> _TASK BRIEF_
Quote all of the lines below verbatim.

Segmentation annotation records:

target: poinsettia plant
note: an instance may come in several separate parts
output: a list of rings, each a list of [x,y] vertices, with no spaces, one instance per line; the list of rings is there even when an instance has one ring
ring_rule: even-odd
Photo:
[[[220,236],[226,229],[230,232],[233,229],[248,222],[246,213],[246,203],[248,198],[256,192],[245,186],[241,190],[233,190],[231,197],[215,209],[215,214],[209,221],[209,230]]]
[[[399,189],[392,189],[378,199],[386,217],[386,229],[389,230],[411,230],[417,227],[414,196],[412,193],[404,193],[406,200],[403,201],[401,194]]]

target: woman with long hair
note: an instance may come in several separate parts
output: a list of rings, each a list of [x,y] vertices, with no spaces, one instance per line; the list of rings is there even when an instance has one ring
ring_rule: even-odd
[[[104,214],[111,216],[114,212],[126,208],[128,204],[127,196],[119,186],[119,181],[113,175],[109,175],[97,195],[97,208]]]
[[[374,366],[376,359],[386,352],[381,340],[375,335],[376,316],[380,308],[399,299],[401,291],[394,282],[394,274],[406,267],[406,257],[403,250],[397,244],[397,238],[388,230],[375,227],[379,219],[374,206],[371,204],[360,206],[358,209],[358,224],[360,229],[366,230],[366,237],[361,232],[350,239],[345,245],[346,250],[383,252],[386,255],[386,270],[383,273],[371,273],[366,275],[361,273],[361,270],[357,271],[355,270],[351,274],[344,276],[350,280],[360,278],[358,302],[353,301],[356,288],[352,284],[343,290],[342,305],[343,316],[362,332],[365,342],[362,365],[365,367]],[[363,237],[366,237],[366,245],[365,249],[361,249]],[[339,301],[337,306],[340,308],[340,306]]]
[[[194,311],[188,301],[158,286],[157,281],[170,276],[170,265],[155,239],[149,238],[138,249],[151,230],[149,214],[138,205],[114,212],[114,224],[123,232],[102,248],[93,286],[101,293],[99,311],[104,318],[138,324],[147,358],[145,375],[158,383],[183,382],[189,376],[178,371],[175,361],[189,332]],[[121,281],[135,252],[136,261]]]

> _OUTPUT OF THE EXERCISE_
target: poinsettia plant
note: an instance may come in several separate parts
output: a list of rings, each a list of [x,y] vertices, with no spaces, one instance per line; the list of rings is there even when an instance has one ring
ring_rule: even-odd
Photo:
[[[220,236],[226,229],[230,232],[233,229],[248,222],[246,213],[246,203],[248,198],[256,192],[245,186],[241,190],[233,190],[231,197],[215,209],[215,214],[209,221],[209,230]]]
[[[399,189],[392,189],[378,199],[386,217],[386,229],[389,230],[411,230],[417,227],[414,196],[412,193],[404,193],[406,200],[403,201],[401,194]]]

target: woman with long hair
note: an instance may come in several separate parts
output: a list of rings, each a list of [x,y] vertices, with no spaces, one instance per line; the list of rings is there even when an instance has one ring
ring_rule: even-odd
[[[104,214],[111,216],[114,212],[126,208],[128,204],[127,196],[119,186],[119,181],[113,175],[109,175],[97,195],[97,208]]]
[[[374,366],[376,359],[386,352],[381,340],[375,335],[376,316],[380,308],[399,299],[401,291],[394,282],[394,274],[406,267],[406,257],[403,250],[397,244],[397,238],[388,230],[375,227],[379,219],[374,206],[371,204],[360,206],[358,209],[358,224],[360,229],[366,230],[366,237],[361,232],[350,239],[345,245],[346,250],[383,252],[386,255],[386,270],[383,273],[371,273],[366,275],[361,273],[361,270],[357,271],[355,270],[351,274],[344,276],[350,280],[360,278],[358,302],[353,301],[356,288],[352,284],[343,290],[342,305],[343,316],[362,332],[365,342],[362,365],[365,367]],[[363,237],[366,237],[366,245],[365,249],[361,249]],[[339,301],[337,306],[340,308],[340,306]]]
[[[194,311],[188,301],[158,286],[157,281],[170,276],[170,265],[155,239],[149,238],[138,249],[151,230],[149,214],[138,205],[114,212],[114,224],[123,232],[102,248],[93,286],[101,293],[99,311],[104,318],[138,324],[147,358],[145,375],[158,383],[183,382],[189,376],[178,371],[175,361],[189,332]],[[121,281],[135,252],[136,261]]]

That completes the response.